-------- GIVEN PASSAGE --------

Defendants, turning to their legal arguments, contend that the proposed eighth and ninth causes of action based on the March 22, 2012 letter are time-barred by the one-year statute of limitations applicable to libel and slander (CPLR 215) and that plaintiff's original complaint dated March 14, 2013, and amended complaint dated May 29, 2013, gave no notice of plaintiff's now proposed claims. Defendants add that the March 22, 2012 letter is protected speech subject to absolute privilege because it was issued in connection with a legal proceeding and pertinent thereto. Defendants further contend that plaintiff is estopped from litigating statements made in the March 22, 2013 letter because the statements made therein became the allegations upon which the complaint in the Vinamra Action was based.

Next, defendants argue that the proposed tenth cause of action for violation of Judiciary Law § 487(1) is predicated on Borstein's purported "falsely sworn denials" and "falsely sworn denials of knowledge or information" contained in his verified answer filed in the contempt action brought against him by plaintiff which is still pending before Justice Hagler. As such, plaintiff's allegations must be resolved in the contempt action, not here (cf. CPLR 3211 [a]4).

-------- EXTRACTED RECORDS --------

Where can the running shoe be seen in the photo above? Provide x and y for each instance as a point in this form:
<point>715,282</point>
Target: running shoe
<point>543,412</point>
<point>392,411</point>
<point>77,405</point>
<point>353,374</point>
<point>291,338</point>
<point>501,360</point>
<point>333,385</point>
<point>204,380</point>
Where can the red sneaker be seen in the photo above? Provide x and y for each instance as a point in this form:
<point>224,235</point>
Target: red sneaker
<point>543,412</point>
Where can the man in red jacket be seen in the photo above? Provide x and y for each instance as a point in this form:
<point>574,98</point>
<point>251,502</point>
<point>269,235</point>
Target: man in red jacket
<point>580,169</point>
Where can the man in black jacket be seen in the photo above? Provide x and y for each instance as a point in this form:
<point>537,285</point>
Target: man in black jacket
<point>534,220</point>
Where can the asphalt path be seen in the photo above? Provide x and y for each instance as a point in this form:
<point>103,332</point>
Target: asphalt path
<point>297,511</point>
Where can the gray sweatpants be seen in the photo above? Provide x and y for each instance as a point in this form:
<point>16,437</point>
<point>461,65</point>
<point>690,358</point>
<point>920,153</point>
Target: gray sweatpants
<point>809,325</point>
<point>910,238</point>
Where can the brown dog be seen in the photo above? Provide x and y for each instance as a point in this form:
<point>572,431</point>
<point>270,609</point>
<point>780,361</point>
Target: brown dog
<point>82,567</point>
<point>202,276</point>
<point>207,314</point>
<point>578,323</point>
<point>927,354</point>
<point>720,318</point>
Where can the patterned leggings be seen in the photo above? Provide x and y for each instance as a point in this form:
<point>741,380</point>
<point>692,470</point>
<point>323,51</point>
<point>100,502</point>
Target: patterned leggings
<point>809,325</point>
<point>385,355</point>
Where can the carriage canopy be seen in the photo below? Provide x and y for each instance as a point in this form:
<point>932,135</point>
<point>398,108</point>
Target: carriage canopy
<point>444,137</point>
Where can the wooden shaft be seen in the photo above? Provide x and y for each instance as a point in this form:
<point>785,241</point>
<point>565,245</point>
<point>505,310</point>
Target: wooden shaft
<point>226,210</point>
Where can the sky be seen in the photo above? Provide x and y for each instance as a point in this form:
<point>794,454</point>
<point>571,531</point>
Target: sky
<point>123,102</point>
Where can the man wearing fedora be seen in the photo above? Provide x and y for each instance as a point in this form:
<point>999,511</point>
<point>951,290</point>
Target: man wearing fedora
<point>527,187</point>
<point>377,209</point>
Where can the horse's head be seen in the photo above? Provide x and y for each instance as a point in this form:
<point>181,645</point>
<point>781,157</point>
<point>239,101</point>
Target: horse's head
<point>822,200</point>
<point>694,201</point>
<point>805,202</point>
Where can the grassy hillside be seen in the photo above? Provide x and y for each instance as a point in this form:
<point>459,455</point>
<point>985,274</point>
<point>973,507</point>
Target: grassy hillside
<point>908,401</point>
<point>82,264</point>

--------

TASK REQUIREMENTS:
A – Copy word for word the part of the passage on the defendants' arguments that begins at "Next, defendants argue" and ends after "CPLR 3211 [a]4).".
B – Pick up the passage on the defendants' arguments after its final sentence and keep writing it.
These rows have no connection to the passage on the defendants' arguments.

THE REPLIES:
A –
Next, defendants argue that the proposed tenth cause of action for violation of Judiciary Law § 487(1) is predicated on Borstein's purported "falsely sworn denials" and "falsely sworn denials of knowledge or information" contained in his verified answer filed in the contempt action brought against him by plaintiff which is still pending before Justice Hagler. As such, plaintiff's allegations must be resolved in the contempt action, not here (cf. CPLR 3211 [a]4).

B –
Defendants argue, inter alia, that the proposed eleventh cause of action based on "conversion" (Borstein's e-filing the stipulation of discontinuance in the Venamra action on April 11, 2013) makes no sense because the stipulation is not "property" owned by plaintiff. Defendants add that there was no confidentiality provision in the stipulation and no requirement that it be filed under seal.

Defendants' last argument is that "the-procedural history establishes a frivolous campaign of judicial harassment initiated by plaintiff Yoni Mizrahi against defendant Leon Baer Borstein." Defendants state that plaintiff's current application to amend the previously amended complaint constitutes his eighth judiciary application to punish Borstein in connection with his participation in the Venamra Action. Defendants set forth plaintiff's eight judicial applications on unnumbered pages 9 and 10 of their November 6, 2013 memorandum in opposition to plaintiff's motion (seq. no. 004).

Defendants conclude that, in the context of plaintiff's pattern of judicial harassment, his current application to amend the complaint is "frivolous" as defined in 22 NYCRR § 130-1.1(c) and that plaintiff's perversion of the judicial process is tantamount to "fraud upon the court."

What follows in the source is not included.